### Textauszug

^^^^^^^^^^^^^^^^

Stress – sofort auf die Bremse treten

Rund ums Jahr gibt es im Obst- und Weinbau Situationen, die als stressig erlebt werden. Stress ist generell nichts Schlechtes, er weckt Leistungsreserven, man läuft zur Höchstleistung auf. Wenn Stress als unangenehm erlebt wird und die Hektik belastet, entstehen selbst bei einfachen Arbeiten Fehler. Das sind Alarmzeichen, die eine vorgesetzte Person nicht ignorieren sollte.


Autor_Leicher Rolf
Rolf Leicher
Dipl. Betriebsökonom, Heidelberg (D)
Diesen Artikel finden Sie in der Ausgabe 04/2022 , S. 28

Effektive Stressbewältigung erfordert zunächst eine Inventur. Einzelne Stressauslöser werden differenziert und bewertet. Damit entsteht Klarheit über Ursachen, die man einzeln angehen kann. Wer weiss, wo der Schuh drückt, kann gezielt dagegen angehen.

^^^^^^^^^^^^^^^^

### Listenauszug
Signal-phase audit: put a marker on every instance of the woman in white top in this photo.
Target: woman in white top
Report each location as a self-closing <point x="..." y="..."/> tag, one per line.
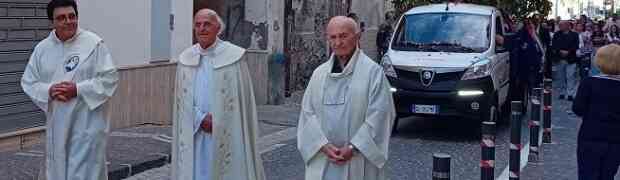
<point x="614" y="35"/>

^^^^^^^^^^^^^^^^

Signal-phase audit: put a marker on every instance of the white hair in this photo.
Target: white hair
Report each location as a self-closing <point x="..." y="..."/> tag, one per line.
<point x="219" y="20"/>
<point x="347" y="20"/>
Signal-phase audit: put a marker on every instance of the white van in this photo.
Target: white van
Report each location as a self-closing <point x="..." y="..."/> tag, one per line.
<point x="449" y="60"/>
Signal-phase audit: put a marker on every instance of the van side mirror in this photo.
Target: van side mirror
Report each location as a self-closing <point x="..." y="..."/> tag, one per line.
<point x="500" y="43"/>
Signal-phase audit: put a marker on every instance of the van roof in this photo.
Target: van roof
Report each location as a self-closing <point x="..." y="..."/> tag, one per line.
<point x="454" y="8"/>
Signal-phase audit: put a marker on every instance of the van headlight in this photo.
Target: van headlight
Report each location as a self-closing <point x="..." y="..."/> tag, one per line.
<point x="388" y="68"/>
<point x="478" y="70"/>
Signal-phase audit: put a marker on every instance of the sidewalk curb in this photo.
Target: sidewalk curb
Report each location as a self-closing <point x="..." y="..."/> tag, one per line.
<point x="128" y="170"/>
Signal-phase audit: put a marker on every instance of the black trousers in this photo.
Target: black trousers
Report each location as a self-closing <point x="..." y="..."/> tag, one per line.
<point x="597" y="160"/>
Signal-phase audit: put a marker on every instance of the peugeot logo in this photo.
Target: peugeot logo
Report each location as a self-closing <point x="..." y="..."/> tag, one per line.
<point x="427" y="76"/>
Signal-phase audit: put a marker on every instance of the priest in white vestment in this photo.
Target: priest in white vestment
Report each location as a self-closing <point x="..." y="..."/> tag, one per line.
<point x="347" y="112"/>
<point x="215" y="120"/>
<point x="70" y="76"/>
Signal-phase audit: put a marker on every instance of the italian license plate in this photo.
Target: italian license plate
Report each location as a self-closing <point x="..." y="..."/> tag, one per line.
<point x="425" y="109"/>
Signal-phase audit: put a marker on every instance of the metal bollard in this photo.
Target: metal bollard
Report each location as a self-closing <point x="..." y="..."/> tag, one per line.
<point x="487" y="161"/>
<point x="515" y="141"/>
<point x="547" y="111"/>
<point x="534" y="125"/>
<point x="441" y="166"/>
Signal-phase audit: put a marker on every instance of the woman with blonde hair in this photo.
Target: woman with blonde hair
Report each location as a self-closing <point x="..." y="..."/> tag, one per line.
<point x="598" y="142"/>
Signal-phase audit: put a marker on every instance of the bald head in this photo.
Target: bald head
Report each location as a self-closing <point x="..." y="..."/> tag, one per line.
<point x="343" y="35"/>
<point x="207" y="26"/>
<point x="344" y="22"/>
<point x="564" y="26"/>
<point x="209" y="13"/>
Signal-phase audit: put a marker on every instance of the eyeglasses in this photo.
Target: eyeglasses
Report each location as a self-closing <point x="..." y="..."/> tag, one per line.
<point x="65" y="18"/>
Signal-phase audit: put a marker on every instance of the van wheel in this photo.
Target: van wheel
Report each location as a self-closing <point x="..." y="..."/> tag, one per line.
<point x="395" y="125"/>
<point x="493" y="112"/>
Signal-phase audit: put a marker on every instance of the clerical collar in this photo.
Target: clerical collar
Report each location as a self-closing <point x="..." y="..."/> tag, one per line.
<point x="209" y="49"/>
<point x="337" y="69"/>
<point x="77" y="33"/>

^^^^^^^^^^^^^^^^

### Arbeitsauftrag
Schreiben Sie aus dem Text über Stress im Obst- und Weinbau die Stelle ab, die bei den Worten „Stress – sofort“ einsetzt. Hören Sie nach „nicht ignorieren sollte.“ auf.

### Lösung
Stress – sofort auf die Bremse treten

Rund ums Jahr gibt es im Obst- und Weinbau Situationen, die als stressig erlebt werden. Stress ist generell nichts Schlechtes, er weckt Leistungsreserven, man läuft zur Höchstleistung auf. Wenn Stress als unangenehm erlebt wird und die Hektik belastet, entstehen selbst bei einfachen Arbeiten Fehler. Das sind Alarmzeichen, die eine vorgesetzte Person nicht ignorieren sollte.